◆ **Problem to solve**: Set down the items below word for word, starting with the line that contains "Isolate woman's hand in the photo." and going on through the line that contains "[284,204,327,233]", with both of those lines included.

◆ **Records provided**:
------------------------

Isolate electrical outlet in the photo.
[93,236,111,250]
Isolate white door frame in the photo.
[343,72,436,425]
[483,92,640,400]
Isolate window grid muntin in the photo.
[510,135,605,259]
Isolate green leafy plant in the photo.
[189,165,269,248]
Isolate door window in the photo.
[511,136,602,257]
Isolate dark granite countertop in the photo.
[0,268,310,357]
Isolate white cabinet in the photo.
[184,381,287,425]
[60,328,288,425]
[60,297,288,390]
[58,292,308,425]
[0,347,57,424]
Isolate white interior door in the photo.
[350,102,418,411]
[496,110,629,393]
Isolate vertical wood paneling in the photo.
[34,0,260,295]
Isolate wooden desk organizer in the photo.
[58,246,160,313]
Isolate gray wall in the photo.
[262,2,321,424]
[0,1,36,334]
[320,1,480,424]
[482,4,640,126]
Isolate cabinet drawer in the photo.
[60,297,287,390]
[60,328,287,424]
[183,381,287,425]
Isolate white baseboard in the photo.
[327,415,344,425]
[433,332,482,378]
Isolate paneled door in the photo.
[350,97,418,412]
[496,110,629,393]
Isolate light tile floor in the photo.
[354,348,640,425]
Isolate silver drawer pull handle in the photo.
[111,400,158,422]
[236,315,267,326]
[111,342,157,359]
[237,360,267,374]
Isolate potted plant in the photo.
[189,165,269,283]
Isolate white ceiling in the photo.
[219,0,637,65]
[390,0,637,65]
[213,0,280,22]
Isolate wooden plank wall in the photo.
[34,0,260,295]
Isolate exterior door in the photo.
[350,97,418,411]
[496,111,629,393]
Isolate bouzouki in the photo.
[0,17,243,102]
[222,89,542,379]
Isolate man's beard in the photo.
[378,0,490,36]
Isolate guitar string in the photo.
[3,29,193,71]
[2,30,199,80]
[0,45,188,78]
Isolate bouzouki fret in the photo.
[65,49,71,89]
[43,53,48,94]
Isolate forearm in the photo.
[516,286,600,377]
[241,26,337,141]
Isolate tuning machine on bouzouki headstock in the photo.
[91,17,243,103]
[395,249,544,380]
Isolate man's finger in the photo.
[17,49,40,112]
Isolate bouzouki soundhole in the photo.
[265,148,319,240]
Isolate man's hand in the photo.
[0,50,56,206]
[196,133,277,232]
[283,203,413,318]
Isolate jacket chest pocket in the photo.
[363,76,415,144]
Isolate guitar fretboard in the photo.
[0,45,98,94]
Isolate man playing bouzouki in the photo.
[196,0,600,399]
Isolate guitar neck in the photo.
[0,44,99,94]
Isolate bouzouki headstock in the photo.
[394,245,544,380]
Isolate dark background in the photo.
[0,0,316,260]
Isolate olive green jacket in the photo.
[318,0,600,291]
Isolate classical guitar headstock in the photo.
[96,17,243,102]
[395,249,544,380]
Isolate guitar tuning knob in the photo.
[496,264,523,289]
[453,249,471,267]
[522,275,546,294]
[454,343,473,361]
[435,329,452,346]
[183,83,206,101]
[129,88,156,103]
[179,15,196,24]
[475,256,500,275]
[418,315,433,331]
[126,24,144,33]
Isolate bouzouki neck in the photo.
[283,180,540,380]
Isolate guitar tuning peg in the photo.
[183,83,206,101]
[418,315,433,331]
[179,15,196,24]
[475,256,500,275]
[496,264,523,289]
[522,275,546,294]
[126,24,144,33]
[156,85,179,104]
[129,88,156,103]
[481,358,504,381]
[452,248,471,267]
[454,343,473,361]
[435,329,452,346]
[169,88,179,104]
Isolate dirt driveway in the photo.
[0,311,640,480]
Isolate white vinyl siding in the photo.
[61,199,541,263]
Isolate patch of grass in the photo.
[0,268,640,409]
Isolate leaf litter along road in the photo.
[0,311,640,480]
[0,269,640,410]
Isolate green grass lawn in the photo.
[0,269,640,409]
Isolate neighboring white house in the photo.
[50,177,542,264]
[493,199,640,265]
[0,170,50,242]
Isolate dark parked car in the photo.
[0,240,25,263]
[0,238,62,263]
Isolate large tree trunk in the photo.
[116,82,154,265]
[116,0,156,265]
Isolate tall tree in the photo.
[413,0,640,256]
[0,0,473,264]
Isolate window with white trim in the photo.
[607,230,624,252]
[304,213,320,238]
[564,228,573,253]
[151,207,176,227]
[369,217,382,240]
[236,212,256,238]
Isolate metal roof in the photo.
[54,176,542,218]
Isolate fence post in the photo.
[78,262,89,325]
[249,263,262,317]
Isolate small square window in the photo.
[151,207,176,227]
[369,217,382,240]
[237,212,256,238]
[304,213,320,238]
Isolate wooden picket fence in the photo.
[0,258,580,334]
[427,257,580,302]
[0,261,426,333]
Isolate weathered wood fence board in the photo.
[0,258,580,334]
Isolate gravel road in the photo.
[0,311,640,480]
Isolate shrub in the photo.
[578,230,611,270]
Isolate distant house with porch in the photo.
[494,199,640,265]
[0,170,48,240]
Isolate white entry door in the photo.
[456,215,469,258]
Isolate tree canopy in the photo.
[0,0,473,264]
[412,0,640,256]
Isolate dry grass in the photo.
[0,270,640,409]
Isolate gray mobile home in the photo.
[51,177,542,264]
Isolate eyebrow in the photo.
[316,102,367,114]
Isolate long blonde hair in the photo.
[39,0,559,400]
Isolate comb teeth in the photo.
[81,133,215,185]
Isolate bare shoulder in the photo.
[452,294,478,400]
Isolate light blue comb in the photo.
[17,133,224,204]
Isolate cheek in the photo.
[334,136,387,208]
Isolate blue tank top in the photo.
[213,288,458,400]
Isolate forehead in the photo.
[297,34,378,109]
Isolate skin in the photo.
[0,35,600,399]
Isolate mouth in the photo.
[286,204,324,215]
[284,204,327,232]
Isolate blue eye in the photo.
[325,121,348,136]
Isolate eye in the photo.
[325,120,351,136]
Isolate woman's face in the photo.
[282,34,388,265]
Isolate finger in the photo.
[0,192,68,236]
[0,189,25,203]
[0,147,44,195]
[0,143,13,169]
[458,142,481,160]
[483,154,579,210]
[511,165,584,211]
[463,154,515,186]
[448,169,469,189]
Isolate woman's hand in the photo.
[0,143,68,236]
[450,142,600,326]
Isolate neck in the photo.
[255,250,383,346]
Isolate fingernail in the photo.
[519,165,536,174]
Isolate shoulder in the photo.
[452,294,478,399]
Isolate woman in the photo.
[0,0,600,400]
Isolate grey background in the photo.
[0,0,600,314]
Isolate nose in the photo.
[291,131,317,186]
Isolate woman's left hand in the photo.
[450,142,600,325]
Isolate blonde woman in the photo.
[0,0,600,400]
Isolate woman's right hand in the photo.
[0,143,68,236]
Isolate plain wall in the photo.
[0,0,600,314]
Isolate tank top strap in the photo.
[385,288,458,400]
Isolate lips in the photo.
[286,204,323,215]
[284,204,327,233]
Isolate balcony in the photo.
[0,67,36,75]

------------------------

◆ **Answer in full**:
Isolate woman's hand in the photo.
[0,143,68,236]
[450,142,600,326]
Isolate neck in the photo.
[255,250,383,346]
Isolate fingernail in the photo.
[519,165,536,174]
Isolate shoulder in the photo.
[452,294,478,399]
Isolate woman in the photo.
[0,0,600,400]
Isolate grey background in the photo.
[0,0,600,314]
Isolate nose in the photo.
[291,131,317,186]
Isolate woman's left hand in the photo.
[450,142,600,325]
Isolate blonde woman in the photo.
[0,0,600,400]
Isolate woman's right hand in the photo.
[0,143,68,236]
Isolate plain wall in the photo.
[0,0,600,314]
Isolate tank top strap in the photo.
[385,288,458,400]
Isolate lips in the photo.
[286,204,323,215]
[284,204,327,233]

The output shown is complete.